→ Istruzioni:
**a.** Secondo il testo sui consorzi per l'export, quale percentuale del totale dell'export nazionale hanno rappresentato nel 2004 le esportazioni dei consorzi?
**b.** Prosegui il testo sui consorzi per l'export a partire dalla sua ultima frase.

#### Testo fornito ####

All’estero il consorzio vince, ma poche aziende lo sanno
09/01/2009
Federexport: vendite ’04 in aumento, solo il 2,1% di esportatori si unisce.
Le imprese che si consorziano sono più forti. Questo si sapeva, ma fare gruppo è una condizione essenziale per sopravvivere alla concorrenza dei nuovi concorrenti del Lontano oriente. È quanto emerge dal convegno Federexport ´Cooperare per crescere’ di Olbia, presenti tra gli altri il viceministro delle attività produttive con delega per il commercio estero, Adolfo Urso, il segretario generale della Cna Gian Carlo Sangalli e il presidente della Federexport Gianfredo Comazzi.
Una indagine su 118 consorzi e 3.965 imprese delinea un panorama a prima vista confortante, anche se molto resta da fare per dare nuova linfa al ciclo virtuoso dell’export consortile. Nel 2004 i consorzi hanno realizzato un volume di esportazione pari a 15 miliardi di euro che rappresenta il 5,4% del totale dell’export nazionale, con una crescita dell’8,8% rispetto all’anno precedente. Aumenta anche il fatturato export medio per impresa, dai 3,1 milioni di euro del 2003 raggiunge i 3,8 milioni di euro nel 2004. Soddisfatto il viceministro Urso: ´Nelle linee direttrici 2006 per l’attività promozionale abbiamo richiamato più volte l’importanza e il ruolo dei consorzi’. Fin qui tutto bene.
Ma c’è anche da registrare che i consorzi rappresentano ancora solo il 2,1% degli esportatori nazionali. Poco, considerato che il tessuto produttivo italiano è composto per il 98% di piccole e medie imprese. Inoltre le imprese associate riflettono la realtà produttiva italiana sul territorio nazionale, con la solita spaccatura Nord-Sud. La concentrazione maggiore è nelle regioni del triangolo industriale del Nordest, e comunque in quelle centro settentrionali.

#### Dati elencati ####

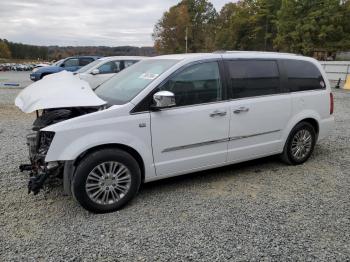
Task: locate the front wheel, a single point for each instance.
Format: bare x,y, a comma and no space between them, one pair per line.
106,180
300,144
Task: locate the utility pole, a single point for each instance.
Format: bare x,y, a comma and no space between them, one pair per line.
186,37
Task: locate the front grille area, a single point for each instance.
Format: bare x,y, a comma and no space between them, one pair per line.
32,142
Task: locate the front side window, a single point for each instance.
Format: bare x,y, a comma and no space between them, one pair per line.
71,62
110,67
127,84
89,66
83,61
249,78
303,76
128,63
196,84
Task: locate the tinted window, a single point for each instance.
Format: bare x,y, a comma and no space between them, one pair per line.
253,77
83,61
129,63
303,75
125,85
71,62
110,67
196,84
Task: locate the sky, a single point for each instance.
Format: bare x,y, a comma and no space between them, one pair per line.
83,22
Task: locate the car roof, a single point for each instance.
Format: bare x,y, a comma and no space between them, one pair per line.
235,54
82,56
122,57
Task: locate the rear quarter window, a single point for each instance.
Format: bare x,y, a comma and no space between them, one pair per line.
249,78
303,76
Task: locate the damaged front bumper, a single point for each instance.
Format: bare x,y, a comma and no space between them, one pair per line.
39,170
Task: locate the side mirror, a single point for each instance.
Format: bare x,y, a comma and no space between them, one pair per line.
95,71
163,99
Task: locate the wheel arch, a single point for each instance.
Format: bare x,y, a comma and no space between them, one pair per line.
313,122
133,152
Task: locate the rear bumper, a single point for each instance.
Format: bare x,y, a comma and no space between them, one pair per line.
326,126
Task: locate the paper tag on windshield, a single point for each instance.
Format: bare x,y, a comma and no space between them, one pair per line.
149,76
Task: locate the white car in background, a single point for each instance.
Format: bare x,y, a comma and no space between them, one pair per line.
104,68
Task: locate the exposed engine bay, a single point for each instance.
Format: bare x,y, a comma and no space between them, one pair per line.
39,142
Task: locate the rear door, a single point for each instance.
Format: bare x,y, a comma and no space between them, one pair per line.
259,109
193,134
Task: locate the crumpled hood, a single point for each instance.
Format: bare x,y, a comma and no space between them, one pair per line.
58,90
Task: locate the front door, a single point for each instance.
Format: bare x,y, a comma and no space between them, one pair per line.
193,134
259,110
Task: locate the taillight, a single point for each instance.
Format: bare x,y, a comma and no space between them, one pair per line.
331,103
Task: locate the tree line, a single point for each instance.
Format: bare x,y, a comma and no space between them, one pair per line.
297,26
22,51
31,52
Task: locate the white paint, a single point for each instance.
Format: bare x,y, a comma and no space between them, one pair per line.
58,90
336,70
98,79
188,125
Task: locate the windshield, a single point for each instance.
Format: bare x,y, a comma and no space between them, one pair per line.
123,87
88,66
58,62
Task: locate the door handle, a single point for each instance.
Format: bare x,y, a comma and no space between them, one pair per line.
242,109
218,113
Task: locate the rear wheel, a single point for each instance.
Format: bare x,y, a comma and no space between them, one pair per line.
300,144
106,180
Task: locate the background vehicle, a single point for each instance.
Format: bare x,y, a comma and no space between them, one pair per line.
172,115
104,68
69,64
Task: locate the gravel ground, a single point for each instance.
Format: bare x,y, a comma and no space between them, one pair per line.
259,210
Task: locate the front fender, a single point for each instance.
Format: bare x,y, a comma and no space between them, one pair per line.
63,150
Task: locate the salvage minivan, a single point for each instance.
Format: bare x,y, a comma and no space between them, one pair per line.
172,115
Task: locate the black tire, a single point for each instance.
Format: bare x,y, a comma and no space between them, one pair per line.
287,156
94,160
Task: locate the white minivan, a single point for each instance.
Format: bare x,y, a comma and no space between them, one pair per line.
104,68
172,115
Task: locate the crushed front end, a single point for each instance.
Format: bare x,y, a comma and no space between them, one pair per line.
38,144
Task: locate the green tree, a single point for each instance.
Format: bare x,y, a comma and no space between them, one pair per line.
196,17
4,50
309,25
247,25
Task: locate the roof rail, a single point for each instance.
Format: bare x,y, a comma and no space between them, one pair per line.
259,52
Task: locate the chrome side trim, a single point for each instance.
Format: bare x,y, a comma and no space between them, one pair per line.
170,149
195,145
258,134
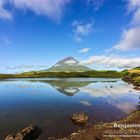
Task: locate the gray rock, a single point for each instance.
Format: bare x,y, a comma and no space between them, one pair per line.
80,118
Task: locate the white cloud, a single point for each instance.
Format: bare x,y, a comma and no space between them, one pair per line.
6,40
81,29
96,3
136,18
4,14
84,50
113,61
51,8
130,37
130,40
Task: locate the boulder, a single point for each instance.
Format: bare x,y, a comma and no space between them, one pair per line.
80,118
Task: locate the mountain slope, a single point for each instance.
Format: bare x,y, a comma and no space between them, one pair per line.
69,64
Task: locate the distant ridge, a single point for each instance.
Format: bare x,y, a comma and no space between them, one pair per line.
68,64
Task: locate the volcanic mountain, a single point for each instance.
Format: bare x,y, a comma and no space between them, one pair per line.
68,64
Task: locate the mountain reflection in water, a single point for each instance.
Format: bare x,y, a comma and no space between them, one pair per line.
50,102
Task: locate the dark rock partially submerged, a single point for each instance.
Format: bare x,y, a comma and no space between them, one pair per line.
79,118
29,133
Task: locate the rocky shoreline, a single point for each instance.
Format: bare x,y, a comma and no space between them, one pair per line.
96,132
102,131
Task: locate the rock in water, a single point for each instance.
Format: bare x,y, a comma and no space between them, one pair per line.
80,118
29,133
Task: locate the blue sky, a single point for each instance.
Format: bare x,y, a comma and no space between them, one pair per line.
102,34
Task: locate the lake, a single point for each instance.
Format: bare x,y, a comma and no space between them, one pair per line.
49,103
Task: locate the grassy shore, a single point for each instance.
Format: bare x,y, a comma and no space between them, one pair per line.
132,76
87,74
101,131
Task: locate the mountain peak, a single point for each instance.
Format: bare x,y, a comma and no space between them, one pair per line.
68,60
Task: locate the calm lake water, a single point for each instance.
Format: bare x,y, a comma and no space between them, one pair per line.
49,103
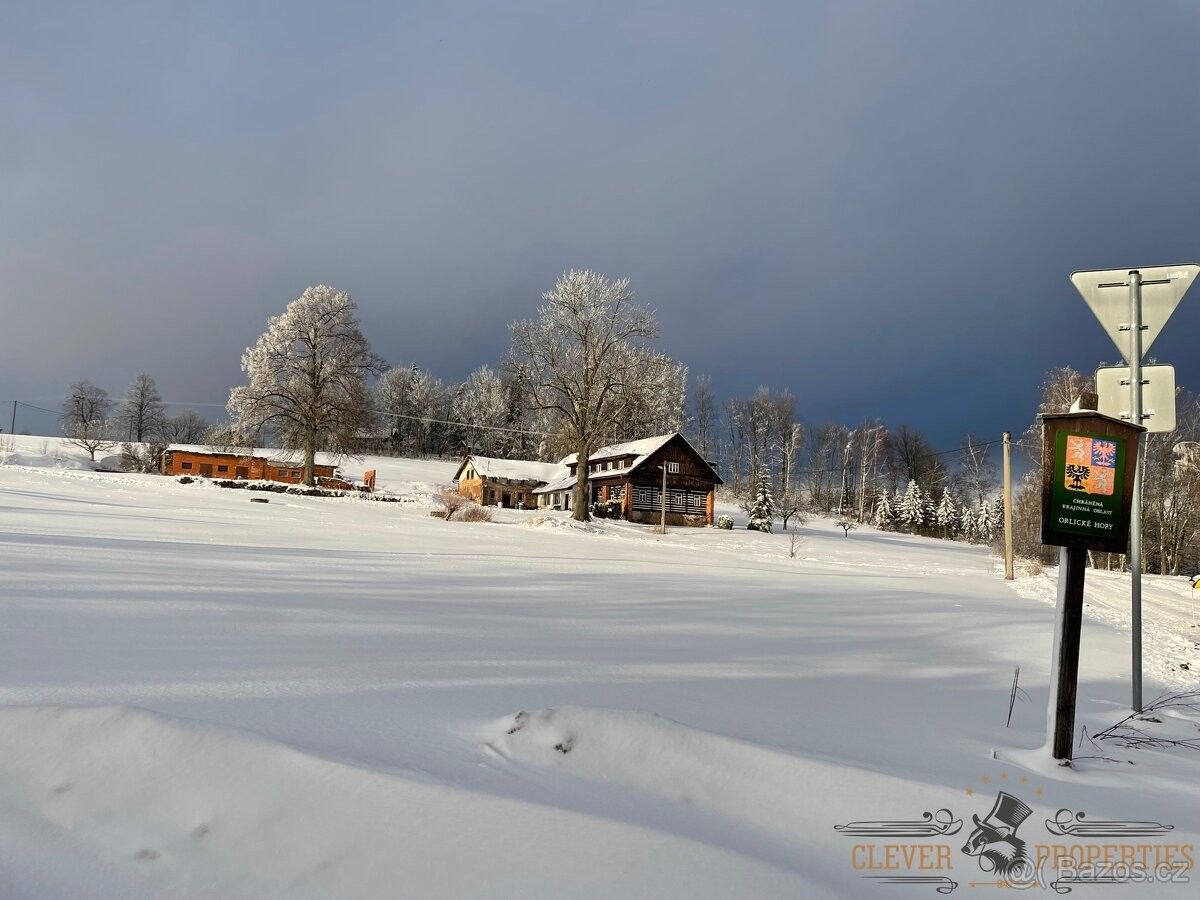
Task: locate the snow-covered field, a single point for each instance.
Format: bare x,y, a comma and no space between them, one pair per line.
201,696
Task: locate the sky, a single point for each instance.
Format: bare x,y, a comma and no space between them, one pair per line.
875,205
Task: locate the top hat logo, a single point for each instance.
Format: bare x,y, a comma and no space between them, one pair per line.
1006,816
994,841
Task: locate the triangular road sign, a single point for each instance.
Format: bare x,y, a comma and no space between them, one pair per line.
1108,293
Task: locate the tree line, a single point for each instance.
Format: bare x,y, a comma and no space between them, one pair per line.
585,371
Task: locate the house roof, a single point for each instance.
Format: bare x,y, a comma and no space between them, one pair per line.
513,469
288,457
639,450
561,484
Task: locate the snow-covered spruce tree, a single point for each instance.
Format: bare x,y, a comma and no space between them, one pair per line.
911,509
947,515
762,509
985,522
586,360
967,521
309,377
143,413
885,513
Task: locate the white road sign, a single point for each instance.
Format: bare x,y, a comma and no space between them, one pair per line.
1157,395
1107,293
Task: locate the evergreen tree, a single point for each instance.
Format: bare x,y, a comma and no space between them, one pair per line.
885,513
985,522
911,509
967,521
762,510
947,516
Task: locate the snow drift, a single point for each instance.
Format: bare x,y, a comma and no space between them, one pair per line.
121,802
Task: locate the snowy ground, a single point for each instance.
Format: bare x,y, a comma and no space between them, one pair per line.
312,697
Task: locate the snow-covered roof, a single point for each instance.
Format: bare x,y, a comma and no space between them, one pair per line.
561,484
641,449
289,457
515,469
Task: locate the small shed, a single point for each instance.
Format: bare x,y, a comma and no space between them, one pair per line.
249,463
503,483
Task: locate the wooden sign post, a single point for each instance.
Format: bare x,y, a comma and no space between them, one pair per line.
1089,462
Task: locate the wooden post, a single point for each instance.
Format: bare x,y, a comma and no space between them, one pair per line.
663,529
1065,664
1008,509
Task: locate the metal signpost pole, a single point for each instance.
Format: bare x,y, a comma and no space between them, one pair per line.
1135,523
664,526
1065,664
1008,509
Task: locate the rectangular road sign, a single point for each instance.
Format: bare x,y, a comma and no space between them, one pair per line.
1107,293
1157,395
1087,474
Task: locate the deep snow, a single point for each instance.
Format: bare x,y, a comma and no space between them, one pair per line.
313,697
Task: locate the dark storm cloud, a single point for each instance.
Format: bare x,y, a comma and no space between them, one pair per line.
874,204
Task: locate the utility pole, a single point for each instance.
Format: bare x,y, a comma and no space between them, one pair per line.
1008,508
1135,523
663,528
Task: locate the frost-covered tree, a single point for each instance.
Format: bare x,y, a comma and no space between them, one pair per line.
703,420
481,403
85,420
761,508
414,406
657,402
586,359
309,377
985,522
143,413
947,515
911,508
187,427
885,513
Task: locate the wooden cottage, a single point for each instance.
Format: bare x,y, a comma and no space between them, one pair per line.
504,483
631,474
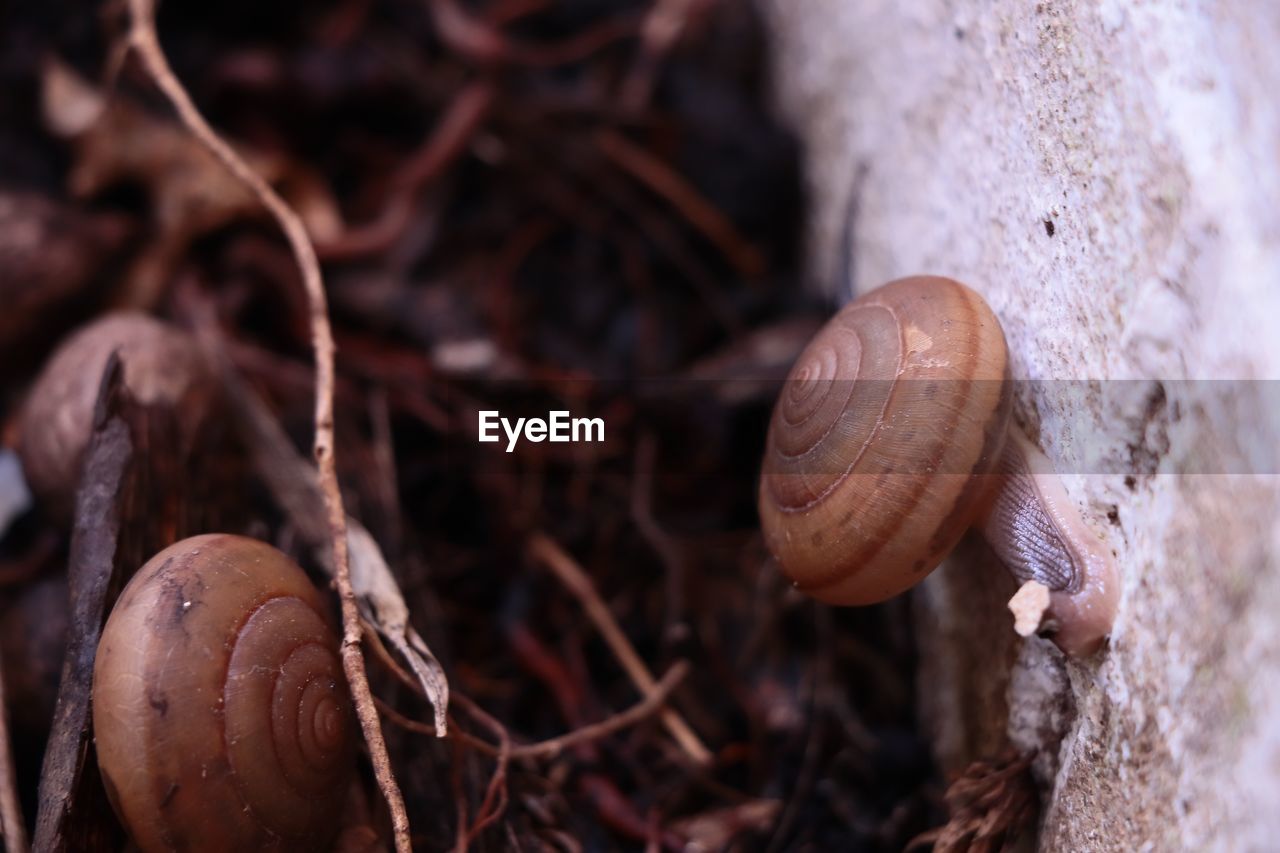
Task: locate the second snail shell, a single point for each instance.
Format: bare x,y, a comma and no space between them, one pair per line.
220,712
883,438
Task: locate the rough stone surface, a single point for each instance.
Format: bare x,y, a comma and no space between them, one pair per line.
1106,174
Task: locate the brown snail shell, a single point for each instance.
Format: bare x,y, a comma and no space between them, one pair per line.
161,366
892,436
885,420
220,711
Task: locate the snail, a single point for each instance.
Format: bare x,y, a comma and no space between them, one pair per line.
894,436
220,711
163,366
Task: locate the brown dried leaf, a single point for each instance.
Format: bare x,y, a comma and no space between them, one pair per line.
117,141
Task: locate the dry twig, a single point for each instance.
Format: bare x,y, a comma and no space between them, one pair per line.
576,580
145,42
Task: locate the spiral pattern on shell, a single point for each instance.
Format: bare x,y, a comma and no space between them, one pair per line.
883,438
220,711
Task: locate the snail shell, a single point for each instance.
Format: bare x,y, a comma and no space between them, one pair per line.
220,711
881,442
892,436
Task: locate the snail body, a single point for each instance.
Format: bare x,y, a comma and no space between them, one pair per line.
220,711
894,436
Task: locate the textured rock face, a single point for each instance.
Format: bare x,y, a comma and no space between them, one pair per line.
1106,174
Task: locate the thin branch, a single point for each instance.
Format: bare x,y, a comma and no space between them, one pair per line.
553,747
700,213
146,44
575,579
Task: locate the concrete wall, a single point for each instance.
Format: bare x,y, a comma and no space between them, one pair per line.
1107,174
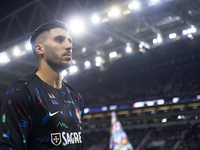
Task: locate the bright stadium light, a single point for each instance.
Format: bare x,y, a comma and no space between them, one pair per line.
77,26
83,50
4,58
64,73
113,54
128,49
172,35
95,18
155,41
135,5
98,59
73,69
164,120
114,12
16,51
87,64
28,46
98,64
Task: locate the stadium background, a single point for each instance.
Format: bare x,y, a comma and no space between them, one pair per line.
147,69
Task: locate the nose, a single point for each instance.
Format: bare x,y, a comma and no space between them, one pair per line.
68,45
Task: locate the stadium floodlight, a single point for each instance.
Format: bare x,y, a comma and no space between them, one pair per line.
98,59
138,104
134,5
114,12
87,64
193,29
73,69
86,110
16,51
128,49
159,39
113,54
83,50
160,101
185,32
73,62
126,12
95,18
172,35
98,64
164,120
4,58
175,99
77,26
28,46
190,36
150,103
155,41
128,44
64,73
104,108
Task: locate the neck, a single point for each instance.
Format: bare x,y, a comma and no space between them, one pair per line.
49,76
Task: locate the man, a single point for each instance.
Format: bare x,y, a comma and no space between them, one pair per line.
40,111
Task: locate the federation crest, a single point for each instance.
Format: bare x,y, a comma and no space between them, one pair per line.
78,115
56,139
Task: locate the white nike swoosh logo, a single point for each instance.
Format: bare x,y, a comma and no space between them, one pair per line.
52,114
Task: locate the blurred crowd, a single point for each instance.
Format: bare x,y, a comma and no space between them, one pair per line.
176,137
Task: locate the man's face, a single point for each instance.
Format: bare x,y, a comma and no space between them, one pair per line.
58,49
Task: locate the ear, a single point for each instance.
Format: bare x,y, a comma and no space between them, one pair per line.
39,49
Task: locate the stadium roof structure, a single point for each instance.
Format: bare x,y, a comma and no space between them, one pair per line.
154,23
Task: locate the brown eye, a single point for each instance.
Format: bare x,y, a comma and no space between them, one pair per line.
60,39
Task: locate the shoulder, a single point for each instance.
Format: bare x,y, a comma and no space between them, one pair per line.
76,95
72,91
20,85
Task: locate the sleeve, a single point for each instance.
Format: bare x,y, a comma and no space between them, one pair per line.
14,118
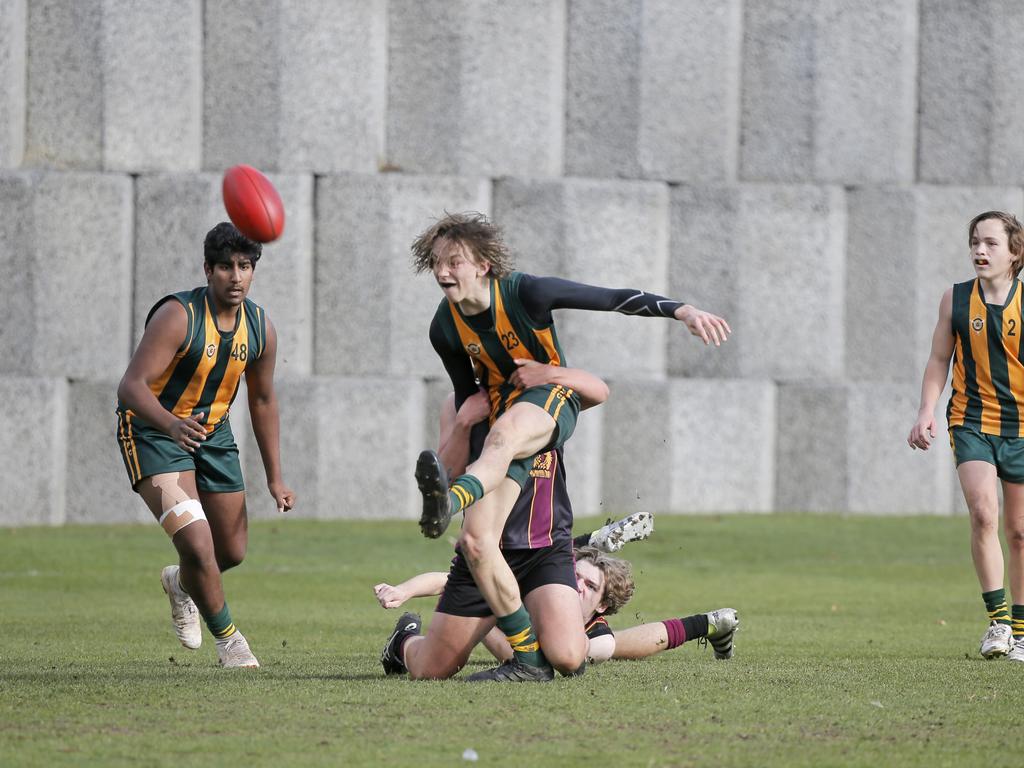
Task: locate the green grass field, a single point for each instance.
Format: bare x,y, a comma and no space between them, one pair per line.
858,647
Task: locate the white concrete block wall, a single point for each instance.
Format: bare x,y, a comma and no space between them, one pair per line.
652,89
13,31
373,312
72,315
348,448
806,169
828,91
98,487
906,246
294,85
689,446
35,450
476,87
842,448
611,233
972,73
770,259
152,85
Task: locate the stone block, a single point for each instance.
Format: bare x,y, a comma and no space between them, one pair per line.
153,85
34,450
98,487
842,448
653,89
348,448
476,87
771,260
685,445
829,91
100,90
972,71
373,313
611,233
13,16
70,314
905,247
295,85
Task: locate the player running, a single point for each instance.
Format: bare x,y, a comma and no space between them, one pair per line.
176,439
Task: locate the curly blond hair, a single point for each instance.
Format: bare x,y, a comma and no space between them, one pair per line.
472,230
619,585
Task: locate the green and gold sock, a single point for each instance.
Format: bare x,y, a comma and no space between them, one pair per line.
220,624
1018,623
995,604
519,631
464,492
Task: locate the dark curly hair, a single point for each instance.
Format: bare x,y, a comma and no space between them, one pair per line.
474,231
619,585
224,241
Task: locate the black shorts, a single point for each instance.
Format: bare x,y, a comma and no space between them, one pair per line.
532,568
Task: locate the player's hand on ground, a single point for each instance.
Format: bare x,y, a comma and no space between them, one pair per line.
388,596
923,433
187,433
475,409
283,495
530,374
709,328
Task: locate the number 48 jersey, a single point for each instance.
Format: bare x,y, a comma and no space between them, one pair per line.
204,375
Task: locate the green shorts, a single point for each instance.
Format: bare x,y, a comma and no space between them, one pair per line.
146,452
563,406
1006,454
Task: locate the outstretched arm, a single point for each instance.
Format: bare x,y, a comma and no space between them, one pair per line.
265,419
422,585
541,295
936,372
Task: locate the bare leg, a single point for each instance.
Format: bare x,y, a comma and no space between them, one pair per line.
1013,520
554,609
523,430
479,542
195,543
445,647
978,481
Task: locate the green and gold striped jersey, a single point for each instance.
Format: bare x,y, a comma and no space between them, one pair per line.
494,340
204,375
988,376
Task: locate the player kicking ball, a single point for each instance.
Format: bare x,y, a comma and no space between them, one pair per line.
489,321
979,328
176,440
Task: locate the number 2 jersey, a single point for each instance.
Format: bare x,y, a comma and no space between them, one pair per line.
204,375
988,376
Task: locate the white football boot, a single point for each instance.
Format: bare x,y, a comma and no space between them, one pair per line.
184,614
722,626
997,641
633,527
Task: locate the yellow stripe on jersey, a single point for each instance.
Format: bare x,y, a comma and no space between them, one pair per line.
241,350
183,408
982,372
1012,325
958,408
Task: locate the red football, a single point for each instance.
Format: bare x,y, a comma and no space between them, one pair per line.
253,204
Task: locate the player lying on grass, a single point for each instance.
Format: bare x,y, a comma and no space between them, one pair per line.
537,544
605,585
492,317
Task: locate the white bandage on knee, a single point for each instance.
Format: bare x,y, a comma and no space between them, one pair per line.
181,514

####

→ Risultati attività:
**a.** Il 5,4%.

**b.**
Ma al Sud non mancano sorprese positive. I consorzi export passano dal 7,1% del 2003 al 15,3% del 2004. I settori più caldi sono macchine e apparecchi meccanici, prodotti delle industrie manifatturiere, poi alimentari e bevande, in fondo tessili e abbigliamento. Federexport e Cna dicono di avere un obiettivo comune: stare sui mercati per restarci. ´Abbiamo 40 consorzi per l’export in Italia e siamo riusciti a fare insieme cose impensabili per un singolo’, dice Sangalli. ´Ma abbiamo bisogno di maggiore efficienza della p.a., minore legificazione, incentivi a mettersi in rete e sostegno all’innovazione’, precisa. D’accordo Comazzi: ´La realtà della piccola industria non è troppo diversa da quelle delle aziende artigiane di una certa dimensione. Non dobbiamo dimenticare il nostro comune background, la ricerca della qualità. Stiamo metabolizzando le mosse dei nostri competitori e sono ottimista’. I consorzi esportano verso l’Ue per il 37,9% e per il 12% verso l’Europa dell’Est.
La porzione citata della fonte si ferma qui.